=== Excerpted records ===
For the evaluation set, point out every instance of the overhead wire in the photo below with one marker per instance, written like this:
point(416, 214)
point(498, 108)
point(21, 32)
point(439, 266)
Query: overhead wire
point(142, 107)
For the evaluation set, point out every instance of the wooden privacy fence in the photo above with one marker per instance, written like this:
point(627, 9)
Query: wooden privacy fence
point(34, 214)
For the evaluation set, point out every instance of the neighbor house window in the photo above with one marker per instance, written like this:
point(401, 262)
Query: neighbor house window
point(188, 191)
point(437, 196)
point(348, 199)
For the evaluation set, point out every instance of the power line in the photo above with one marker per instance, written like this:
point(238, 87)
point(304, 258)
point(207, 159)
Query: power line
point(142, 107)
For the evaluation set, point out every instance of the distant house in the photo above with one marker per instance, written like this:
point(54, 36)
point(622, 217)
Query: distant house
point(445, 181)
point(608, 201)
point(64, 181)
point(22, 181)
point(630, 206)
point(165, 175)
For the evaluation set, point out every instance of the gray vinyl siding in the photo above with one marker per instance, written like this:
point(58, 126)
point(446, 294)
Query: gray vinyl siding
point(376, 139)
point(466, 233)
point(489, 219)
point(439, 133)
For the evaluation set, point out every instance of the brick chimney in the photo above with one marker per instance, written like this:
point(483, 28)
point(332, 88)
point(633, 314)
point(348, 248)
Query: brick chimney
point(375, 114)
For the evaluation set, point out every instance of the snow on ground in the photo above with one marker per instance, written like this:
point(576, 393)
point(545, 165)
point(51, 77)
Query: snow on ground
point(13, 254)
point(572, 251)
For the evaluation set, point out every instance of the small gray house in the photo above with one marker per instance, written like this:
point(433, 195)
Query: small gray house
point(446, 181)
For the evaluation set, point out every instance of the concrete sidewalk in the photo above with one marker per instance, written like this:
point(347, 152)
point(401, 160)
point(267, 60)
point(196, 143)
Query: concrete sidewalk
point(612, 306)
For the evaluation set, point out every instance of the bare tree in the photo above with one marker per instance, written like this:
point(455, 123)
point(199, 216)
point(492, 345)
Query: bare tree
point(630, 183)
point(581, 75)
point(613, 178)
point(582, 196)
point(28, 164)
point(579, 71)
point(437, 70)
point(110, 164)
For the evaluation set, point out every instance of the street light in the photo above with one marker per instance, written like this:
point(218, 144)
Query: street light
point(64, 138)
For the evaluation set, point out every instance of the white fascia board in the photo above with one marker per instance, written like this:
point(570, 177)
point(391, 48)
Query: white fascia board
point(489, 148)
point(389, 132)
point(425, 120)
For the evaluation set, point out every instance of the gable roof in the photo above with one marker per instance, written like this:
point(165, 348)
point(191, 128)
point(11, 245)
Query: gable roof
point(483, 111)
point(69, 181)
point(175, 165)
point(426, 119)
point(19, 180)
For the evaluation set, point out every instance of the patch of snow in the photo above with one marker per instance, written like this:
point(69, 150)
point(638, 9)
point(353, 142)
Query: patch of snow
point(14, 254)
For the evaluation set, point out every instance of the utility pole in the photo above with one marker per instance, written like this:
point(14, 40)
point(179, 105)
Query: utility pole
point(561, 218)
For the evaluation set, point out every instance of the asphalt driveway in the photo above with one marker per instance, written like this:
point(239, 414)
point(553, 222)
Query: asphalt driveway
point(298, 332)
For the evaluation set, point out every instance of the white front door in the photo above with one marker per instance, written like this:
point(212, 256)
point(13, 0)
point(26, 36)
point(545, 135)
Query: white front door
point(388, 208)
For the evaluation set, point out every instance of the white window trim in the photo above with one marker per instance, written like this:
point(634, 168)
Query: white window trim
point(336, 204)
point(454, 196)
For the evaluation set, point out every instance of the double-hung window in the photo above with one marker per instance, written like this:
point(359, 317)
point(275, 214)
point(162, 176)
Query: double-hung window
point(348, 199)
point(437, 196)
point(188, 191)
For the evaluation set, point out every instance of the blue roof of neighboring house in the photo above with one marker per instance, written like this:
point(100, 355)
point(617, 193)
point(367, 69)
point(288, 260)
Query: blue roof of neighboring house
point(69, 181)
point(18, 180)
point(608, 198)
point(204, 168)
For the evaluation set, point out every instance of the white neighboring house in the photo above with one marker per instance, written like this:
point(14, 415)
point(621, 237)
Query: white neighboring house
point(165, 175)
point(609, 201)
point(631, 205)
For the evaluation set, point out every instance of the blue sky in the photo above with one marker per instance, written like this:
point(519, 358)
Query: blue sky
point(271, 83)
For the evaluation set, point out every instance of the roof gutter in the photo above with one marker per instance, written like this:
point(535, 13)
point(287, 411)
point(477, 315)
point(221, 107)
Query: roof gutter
===
Task instructions —
Copy out the records from the line with "the blue roof" up to and including the line with "point(18, 180)", adjusting each answer coordinate by -15 and leaving every other line and number unchanged.

Response to the exercise —
For the evaluation set, point out every instance of the blue roof of neighboring house in the photo above with one marker per instance, written like this:
point(100, 355)
point(617, 193)
point(367, 69)
point(288, 260)
Query: blue roof of neighboring house
point(54, 166)
point(3, 165)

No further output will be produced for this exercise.